» EXTRAIT CHOISI:
En six ans, plus de 16 000 survivants de violences sexuelles ont ainsi été soignés par MSF. Cette prise en charge médicale était aussi accompagnée du volet de la planification familiale : 7422 femmes ont bénéficié de services de planification familiale. En décembre 2022, MSF a pu transférer la gestion du centre de prise en charge des violences sexuelles de l’HPRK aux autorités sanitaires tout en maintenant l’appui à trois centres de santé, dont ceux de Tshimputu et Nkonko 1, soutenus jusque fin septembre 2023.

« Au fil des années, 70 personnels de l’HPRK et de 8 centres de santé ont acquis les compétences requises pour assurer des soins de qualité aux patients. Il est donc temps de leur laisser la main afin de nous déployer sur d’autres urgences », explique Faïda Kyamba, coordonnatrice MSF du projet de lutte contre les violences sexuelles à Kananga.

Sur le volet préventif, MSF a aussi installé trois forages d’eau dans les zones de santé de Luandanda, Mbumba et d’Appolo. Face aux difficultés d’accès à l’eau potable, les populations s’approvisionnent majoritairement dans des sources non aménagées, souvent éloignées de leurs domiciles, exposant davantage les femmes aux risques d’agression pendant ce trajet.

« Certaines victimes témoignaient s’être faites agressées pendant qu’elles allaient puiser de l’eau. Ces forages permettront de réduire le risque de violences sexuelles dû à la distance qui les séparent des sources d’approvisionnement», explique Faïda.

Des défis « inquiétants », une mobilisation urgente

Les violences sexuelles restent une réalité inquiétante dans le Kasaï Central, et renforcer la qualité de la prise en charge médicale et psychologique par les équipes du Ministère de la Santé était donc crucial. Toutefois, la fin de l’appui apporté par MSF lève le voile sur des défis déjà bien visibles pour l’avenir. Entre autres, l’épineuse question d’approvisionnement en intrants médicaux : plusieurs structures de santé, dont l’HPRK et le centre de santé Apollo, y font déjà face.

» DONNÉES FOURNIES:

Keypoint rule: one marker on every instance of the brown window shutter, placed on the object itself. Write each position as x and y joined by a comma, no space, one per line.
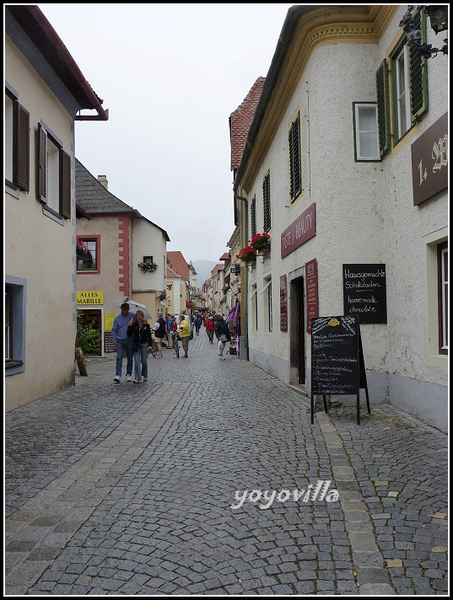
65,184
42,164
22,149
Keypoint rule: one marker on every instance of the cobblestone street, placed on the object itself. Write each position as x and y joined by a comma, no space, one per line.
158,488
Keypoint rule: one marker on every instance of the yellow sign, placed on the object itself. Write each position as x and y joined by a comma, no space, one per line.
108,321
93,297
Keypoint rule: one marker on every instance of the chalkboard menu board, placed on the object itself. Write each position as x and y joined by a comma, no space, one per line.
364,292
337,365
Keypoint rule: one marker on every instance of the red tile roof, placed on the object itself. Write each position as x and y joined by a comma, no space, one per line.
240,121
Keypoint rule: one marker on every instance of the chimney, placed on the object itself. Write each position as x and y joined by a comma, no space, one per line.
103,180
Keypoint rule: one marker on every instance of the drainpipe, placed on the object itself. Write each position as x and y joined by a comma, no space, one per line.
246,276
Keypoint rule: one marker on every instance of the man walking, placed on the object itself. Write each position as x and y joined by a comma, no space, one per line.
122,343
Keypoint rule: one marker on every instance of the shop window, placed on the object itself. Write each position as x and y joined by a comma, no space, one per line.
87,253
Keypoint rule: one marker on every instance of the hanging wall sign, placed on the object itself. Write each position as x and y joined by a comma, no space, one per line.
430,161
364,292
300,231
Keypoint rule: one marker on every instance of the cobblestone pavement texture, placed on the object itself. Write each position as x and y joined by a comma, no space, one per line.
130,489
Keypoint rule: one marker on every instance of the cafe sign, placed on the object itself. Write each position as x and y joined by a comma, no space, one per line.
300,231
430,161
91,297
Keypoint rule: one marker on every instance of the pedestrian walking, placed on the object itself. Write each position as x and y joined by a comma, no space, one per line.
184,334
210,329
168,330
222,334
159,332
122,343
197,323
140,332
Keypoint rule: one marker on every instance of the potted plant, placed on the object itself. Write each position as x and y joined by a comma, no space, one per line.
261,242
247,254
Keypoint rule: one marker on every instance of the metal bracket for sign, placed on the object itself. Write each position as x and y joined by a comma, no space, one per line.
361,378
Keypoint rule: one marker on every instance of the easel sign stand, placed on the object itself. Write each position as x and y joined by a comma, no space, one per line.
337,363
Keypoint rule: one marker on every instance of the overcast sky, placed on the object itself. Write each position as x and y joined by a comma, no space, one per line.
170,75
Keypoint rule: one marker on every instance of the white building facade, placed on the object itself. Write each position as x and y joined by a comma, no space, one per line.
339,200
44,94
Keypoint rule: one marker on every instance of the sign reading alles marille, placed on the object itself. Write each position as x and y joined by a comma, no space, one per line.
90,297
300,231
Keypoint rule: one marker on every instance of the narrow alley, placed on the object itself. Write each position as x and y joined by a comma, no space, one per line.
210,479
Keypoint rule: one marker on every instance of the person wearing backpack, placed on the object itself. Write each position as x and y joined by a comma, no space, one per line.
222,333
159,332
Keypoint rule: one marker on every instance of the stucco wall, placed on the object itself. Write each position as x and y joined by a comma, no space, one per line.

» CE QUE VOUS FEREZ:
Pouvez-vous recopier fidèlement le passage de l'extrait sur l'action de MSF au Kasaï Central qui commence par « Les violences sexuelles restent » et se poursuit jusqu'à « font déjà face. » ? La liste ne joue aucun rôle ici.

» RÉPONSE À FOURNIR:
Les violences sexuelles restent une réalité inquiétante dans le Kasaï Central, et renforcer la qualité de la prise en charge médicale et psychologique par les équipes du Ministère de la Santé était donc crucial. Toutefois, la fin de l’appui apporté par MSF lève le voile sur des défis déjà bien visibles pour l’avenir. Entre autres, l’épineuse question d’approvisionnement en intrants médicaux : plusieurs structures de santé, dont l’HPRK et le centre de santé Apollo, y font déjà face.